- TASK PROMPT: Print verbatim every line starting at the one that contains "Where can you spot the blurred crowd" and ending at the final line of the records; include both endpoints.

BEGIN DATASET ENTRIES

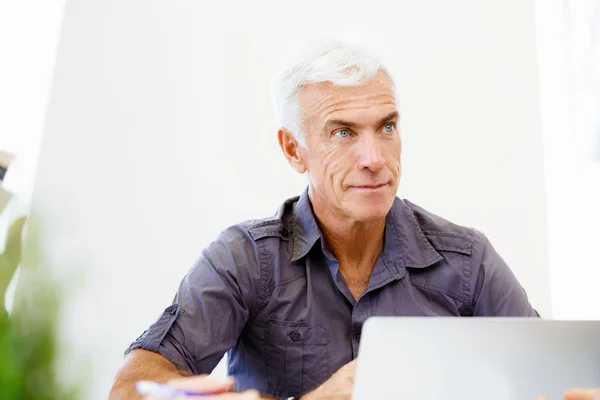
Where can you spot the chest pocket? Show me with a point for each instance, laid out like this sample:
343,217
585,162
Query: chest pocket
297,357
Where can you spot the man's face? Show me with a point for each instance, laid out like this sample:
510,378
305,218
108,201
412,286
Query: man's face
353,152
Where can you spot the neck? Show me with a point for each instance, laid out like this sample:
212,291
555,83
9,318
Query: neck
351,242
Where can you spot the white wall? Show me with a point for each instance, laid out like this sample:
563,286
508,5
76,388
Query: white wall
572,172
160,134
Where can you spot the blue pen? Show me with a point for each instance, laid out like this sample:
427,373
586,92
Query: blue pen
150,388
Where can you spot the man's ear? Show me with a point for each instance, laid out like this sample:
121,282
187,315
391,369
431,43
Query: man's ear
291,150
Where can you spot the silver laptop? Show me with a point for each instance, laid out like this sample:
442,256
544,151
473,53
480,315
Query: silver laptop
443,358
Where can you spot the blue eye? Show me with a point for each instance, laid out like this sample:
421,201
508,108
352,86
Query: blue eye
343,133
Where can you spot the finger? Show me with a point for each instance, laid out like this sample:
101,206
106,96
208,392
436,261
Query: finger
582,394
246,395
203,383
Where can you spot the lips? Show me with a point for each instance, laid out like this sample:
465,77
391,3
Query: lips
370,186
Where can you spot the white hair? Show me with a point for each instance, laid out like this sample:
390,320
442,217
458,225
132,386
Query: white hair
333,60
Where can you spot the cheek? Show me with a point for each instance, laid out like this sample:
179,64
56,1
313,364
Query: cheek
336,165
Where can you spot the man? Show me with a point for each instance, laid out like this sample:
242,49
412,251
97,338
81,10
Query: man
287,295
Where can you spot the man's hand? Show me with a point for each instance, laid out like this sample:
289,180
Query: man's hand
578,394
218,387
338,387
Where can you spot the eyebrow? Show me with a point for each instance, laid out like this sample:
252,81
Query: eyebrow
339,122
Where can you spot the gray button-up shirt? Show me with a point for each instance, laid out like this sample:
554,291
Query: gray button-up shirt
271,294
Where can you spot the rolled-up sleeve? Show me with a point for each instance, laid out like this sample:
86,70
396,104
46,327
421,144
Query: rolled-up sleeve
211,307
497,292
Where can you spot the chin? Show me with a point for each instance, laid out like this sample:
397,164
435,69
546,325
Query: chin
371,211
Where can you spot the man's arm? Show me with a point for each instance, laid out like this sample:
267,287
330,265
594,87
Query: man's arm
497,292
142,365
209,312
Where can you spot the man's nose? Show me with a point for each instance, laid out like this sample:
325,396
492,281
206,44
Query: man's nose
371,152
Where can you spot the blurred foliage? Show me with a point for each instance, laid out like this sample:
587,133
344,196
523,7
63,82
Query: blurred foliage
28,334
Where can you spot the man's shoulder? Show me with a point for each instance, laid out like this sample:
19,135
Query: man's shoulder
433,225
273,226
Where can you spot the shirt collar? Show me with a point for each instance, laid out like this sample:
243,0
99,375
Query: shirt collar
405,244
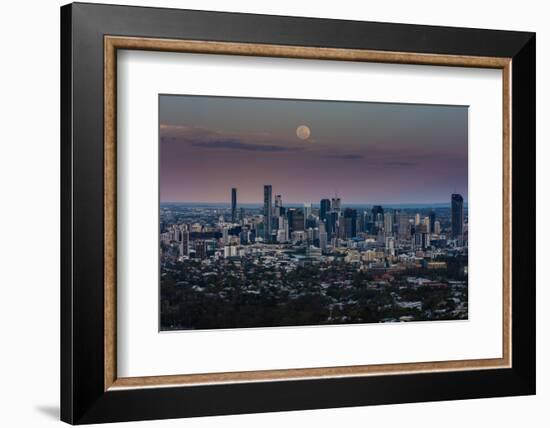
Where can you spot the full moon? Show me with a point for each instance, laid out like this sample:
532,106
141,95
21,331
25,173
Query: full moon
303,132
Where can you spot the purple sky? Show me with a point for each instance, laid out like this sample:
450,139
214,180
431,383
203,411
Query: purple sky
365,152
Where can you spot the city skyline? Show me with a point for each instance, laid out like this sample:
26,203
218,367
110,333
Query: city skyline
366,153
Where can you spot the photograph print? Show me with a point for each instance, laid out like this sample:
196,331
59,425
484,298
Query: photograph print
289,212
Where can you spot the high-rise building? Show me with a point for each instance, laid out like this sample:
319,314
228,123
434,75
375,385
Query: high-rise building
323,237
404,226
268,212
233,205
332,224
278,205
336,205
427,222
201,249
307,209
324,208
184,243
298,220
350,223
457,215
388,223
432,221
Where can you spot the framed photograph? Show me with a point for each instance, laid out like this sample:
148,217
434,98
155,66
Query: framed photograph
267,213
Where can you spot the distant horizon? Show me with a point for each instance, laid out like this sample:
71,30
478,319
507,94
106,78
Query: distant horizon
316,204
310,149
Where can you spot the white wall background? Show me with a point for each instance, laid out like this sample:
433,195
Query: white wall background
29,214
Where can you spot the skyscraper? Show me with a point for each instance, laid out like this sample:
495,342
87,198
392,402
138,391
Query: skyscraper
404,225
336,205
233,205
388,223
350,223
278,205
268,212
307,209
298,220
457,215
324,208
432,221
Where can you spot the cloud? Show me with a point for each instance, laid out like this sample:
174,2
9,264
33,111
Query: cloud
399,163
210,139
349,156
234,144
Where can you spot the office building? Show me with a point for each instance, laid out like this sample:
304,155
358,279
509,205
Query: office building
268,212
457,215
233,205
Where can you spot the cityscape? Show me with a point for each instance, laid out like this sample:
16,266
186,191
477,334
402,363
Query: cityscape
238,249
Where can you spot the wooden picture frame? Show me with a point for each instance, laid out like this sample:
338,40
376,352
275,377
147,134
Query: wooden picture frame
91,390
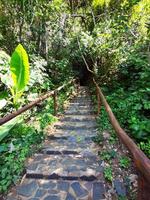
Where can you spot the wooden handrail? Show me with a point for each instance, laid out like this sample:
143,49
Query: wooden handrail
141,161
34,103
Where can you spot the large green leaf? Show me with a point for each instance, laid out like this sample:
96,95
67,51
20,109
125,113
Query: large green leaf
4,129
19,67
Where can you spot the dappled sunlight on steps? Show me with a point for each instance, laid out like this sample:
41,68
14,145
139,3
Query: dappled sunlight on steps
68,166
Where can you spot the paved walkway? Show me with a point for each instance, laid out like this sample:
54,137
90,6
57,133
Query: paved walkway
68,167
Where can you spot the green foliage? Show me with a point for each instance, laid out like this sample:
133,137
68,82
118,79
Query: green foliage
46,119
124,162
13,155
19,68
108,155
5,129
108,173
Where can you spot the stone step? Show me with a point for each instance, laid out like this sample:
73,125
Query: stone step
78,118
80,104
40,189
58,166
72,143
76,126
76,133
79,112
77,107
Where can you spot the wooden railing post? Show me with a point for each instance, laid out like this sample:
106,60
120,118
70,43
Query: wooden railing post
143,188
142,162
98,102
55,103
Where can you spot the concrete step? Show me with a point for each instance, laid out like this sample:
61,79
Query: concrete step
78,118
65,166
79,112
71,143
40,189
76,125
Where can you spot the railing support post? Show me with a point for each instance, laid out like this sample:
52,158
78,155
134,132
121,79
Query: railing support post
55,103
143,188
98,102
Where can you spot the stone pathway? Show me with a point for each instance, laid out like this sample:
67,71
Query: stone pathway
67,168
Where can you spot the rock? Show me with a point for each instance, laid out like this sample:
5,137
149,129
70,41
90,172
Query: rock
78,189
98,191
28,189
40,193
70,197
120,187
48,185
106,135
52,197
133,178
63,185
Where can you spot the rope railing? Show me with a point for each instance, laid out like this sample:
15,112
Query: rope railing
142,163
35,103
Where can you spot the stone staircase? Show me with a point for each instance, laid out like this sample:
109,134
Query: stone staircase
68,166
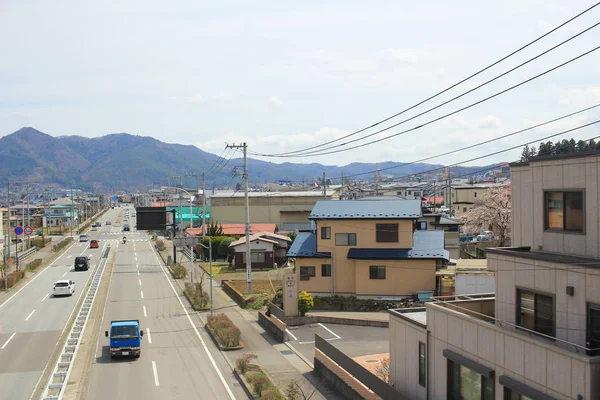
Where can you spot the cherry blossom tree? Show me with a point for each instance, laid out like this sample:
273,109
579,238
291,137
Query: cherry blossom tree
491,211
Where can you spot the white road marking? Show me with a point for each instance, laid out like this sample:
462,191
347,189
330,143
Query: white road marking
291,334
329,330
155,373
9,339
212,360
29,316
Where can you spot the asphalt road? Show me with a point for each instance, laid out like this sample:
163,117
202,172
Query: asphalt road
354,341
32,320
175,362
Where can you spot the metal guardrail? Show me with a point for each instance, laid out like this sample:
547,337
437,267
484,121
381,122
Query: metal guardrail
60,375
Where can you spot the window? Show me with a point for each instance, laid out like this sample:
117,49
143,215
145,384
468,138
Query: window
535,311
345,239
466,383
593,329
386,233
564,211
376,272
306,273
422,365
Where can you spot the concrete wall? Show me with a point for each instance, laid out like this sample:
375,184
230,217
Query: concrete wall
528,185
365,234
404,357
544,367
542,276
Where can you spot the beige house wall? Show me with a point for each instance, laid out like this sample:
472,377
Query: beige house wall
544,367
528,185
549,278
365,234
404,357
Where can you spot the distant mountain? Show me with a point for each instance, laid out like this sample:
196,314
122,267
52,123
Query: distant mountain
124,161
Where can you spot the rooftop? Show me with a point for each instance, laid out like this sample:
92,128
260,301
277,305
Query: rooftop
351,209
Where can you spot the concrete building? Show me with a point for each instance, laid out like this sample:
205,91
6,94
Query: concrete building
368,249
289,210
539,336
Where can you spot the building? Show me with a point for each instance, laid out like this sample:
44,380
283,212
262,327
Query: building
538,337
268,250
368,249
289,210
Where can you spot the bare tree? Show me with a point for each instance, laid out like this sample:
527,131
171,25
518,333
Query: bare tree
492,211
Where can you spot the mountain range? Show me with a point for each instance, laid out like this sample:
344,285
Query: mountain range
124,162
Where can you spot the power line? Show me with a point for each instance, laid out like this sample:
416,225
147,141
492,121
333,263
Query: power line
453,112
445,90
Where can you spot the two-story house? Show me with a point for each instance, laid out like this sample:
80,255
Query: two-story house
539,336
367,248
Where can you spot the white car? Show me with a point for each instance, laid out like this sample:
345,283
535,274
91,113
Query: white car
65,287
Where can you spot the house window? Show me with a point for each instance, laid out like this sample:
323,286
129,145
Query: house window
564,211
345,239
376,272
386,233
422,365
535,311
306,273
593,330
466,383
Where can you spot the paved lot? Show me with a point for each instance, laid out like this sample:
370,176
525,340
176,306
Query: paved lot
353,340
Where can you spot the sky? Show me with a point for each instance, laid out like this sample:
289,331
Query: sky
287,76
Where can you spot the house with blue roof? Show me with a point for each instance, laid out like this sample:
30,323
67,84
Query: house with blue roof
368,248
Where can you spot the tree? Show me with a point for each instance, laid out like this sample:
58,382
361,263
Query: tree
492,211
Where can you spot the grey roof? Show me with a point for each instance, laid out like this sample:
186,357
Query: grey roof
380,209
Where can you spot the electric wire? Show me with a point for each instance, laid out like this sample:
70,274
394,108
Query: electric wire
446,89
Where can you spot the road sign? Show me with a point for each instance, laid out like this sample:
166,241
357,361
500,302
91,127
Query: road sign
186,241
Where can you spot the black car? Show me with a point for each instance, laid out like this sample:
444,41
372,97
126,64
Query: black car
82,263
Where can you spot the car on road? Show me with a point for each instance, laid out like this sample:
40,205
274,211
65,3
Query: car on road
82,263
64,287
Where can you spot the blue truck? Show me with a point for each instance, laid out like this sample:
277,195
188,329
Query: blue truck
125,338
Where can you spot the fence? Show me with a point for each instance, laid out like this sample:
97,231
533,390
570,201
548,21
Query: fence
359,372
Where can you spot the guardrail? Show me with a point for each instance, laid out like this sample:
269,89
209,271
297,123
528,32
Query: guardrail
60,375
26,253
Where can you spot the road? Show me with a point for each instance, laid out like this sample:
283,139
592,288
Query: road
175,362
32,320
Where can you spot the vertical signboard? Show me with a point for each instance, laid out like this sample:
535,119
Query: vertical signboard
290,294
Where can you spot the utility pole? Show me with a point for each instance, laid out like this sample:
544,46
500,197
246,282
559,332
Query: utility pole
244,147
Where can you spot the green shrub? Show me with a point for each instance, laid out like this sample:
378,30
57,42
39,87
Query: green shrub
243,362
34,264
226,333
305,302
179,271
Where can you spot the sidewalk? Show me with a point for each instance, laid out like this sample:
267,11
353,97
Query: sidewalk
277,358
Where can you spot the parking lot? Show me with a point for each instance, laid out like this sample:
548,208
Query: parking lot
355,341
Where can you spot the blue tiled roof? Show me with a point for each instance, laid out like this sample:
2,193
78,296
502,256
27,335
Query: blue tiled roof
305,245
373,209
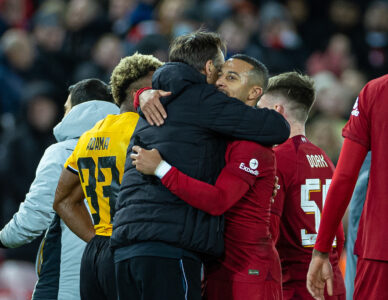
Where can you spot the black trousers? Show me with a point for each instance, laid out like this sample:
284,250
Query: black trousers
97,276
158,278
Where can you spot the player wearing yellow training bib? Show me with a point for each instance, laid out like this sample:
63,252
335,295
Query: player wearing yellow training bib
94,171
99,159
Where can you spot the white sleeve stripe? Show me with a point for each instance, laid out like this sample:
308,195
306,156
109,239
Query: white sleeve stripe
72,169
162,169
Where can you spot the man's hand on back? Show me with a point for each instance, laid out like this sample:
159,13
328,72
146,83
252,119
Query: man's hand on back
320,273
151,106
146,161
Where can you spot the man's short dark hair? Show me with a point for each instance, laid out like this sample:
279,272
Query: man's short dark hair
298,89
89,89
259,74
196,48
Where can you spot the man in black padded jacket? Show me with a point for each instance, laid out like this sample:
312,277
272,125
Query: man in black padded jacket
159,240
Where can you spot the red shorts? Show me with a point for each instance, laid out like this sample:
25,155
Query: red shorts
296,290
234,290
371,280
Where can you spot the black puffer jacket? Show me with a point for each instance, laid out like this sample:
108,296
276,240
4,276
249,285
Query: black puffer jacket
193,139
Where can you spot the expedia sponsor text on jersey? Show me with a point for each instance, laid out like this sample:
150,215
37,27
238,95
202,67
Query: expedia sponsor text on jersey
98,143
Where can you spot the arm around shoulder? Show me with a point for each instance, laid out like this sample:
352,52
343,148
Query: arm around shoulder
233,118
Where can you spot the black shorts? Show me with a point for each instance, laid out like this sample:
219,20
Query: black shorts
150,278
97,276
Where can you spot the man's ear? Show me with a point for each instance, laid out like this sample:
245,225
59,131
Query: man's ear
208,67
279,108
255,93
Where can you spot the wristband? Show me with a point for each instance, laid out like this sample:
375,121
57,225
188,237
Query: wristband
136,102
2,245
162,169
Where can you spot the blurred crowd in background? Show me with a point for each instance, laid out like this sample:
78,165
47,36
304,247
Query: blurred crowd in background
47,45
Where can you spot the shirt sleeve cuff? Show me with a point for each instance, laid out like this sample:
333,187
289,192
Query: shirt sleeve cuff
162,169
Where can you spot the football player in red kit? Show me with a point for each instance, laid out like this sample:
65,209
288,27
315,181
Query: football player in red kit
304,173
250,267
365,131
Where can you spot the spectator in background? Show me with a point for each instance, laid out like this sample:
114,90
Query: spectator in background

END DATASET ENTRIES

- THE RESPONSE:
Where can you spot the blurred crowd in background? Show me with a point for each instance, laid out like this sample:
78,165
47,36
304,247
Query: blurred crowd in background
47,45
Where can you spot the shirt sleeve cuff? Show me with a point for each instance, laid out like this sample:
333,187
289,192
Query: shirt sleeve cuff
162,169
Where can you spot the football player in red kit? Show me with a point for each instance, laid out like this sample:
65,209
288,27
315,181
Query: football player in red kit
304,173
250,267
365,131
Where can you spot the spectator in background? Show me with a point for each instance, laid out like this sample:
114,90
Query: spectator in background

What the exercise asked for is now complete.